Page extract:
╭──

Saturday, March 15, 2014

Body Language and Environment

The interaction of people with their environment is always of interest to a curious observer. Do people have a different posture, body language or attitude when waiting for the bus in a cosmopolitan city than when they are in a rural town? Does the environment predispose to such postures? And, are there postures and body language generic to all people, no matter the culture or architecture within which they proceed with their lives?

I do not know the answer, but as a photographer I find it of special interest to capture people’s attitudes in moments when they become one with the environment or give added meaning to the context within which I aim to freeze the moment on film.

I think such curiosity is also what an artist needs to anticipate the coming together of a moment he needs to be ready to capture. I call it the anticipation of the ”promise of the moment” when one has to be just a split of a second ahead of what could happen and ready to capture it.

…I like to play a game when waiting endless hours in airports: I look at fellow passenger’s facial features in profile and try to imagine how they look as a “full-face portrait”. Then wait till they turn around and see how well I guessed their complete facial features. It is a silly game, but one that, mentally and visually, tests my ability to use a few data points to make projections.

Ok, back to photography and people’s self-contextualization.

This picture is from Notre Dame Cathedral, Paris. The façade of the cathedral is made of statues and head sculptures dating back centuries. I often wonder if over centuries our facial features and body language have significantly changed. Do we still walk the same way folks in ancient Rome, Constantinople or Paris did? Do we laugh the same way? Do our eyes open as wide when we are surprised?
That day I decided to look for people’s attitudes that would correspond to those displayed by statues and carving around Notre Dame. Not an easy task, especially when using a medium format camera with a fixed lens.

Here is what I was looking for: notice the walking movement and body posture of the statue on the façade of the Cathédrale above the left shoulder of the woman—isn’t it exactly the same posture and movement?

╰──

Aim 1: Summarize the post on body language and environment in two sentences.
Aim 2: Quote the part of the post on body language and environment that opens with the words containing "Ok, back to" and closes with "a fixed lens.".
The lines that come next are drawn from a separate source.

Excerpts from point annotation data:

╭──

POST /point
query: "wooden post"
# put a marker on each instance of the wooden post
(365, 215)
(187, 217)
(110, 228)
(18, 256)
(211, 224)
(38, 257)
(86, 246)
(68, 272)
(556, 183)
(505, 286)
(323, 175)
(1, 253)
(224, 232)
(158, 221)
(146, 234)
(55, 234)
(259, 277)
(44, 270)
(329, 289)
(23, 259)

╰──

Full answer 1: The writer, a photographer, wonders whether people's posture and body language are shaped by their environment or are common to all cultures, and likes to capture moments when people become one with their surroundings. At Notre Dame Cathedral in Paris, the writer looked for people whose attitudes matched those of the statues and carvings on the façade, pointing to a woman whose walking posture matches that of a statue above her left shoulder.

Full answer 2:
Ok, back to photography and people’s self-contextualization.

This picture is from Notre Dame Cathedral, Paris. The façade of the cathedral is made of statues and head sculptures dating back centuries. I often wonder if over centuries our facial features and body language have significantly changed. Do we still walk the same way folks in ancient Rome, Constantinople or Paris did? Do we laugh the same way? Do our eyes open as wide when we are surprised?
That day I decided to look for people’s attitudes that would correspond to those displayed by statues and carving around Notre Dame. Not an easy task, especially when using a medium format camera with a fixed lens.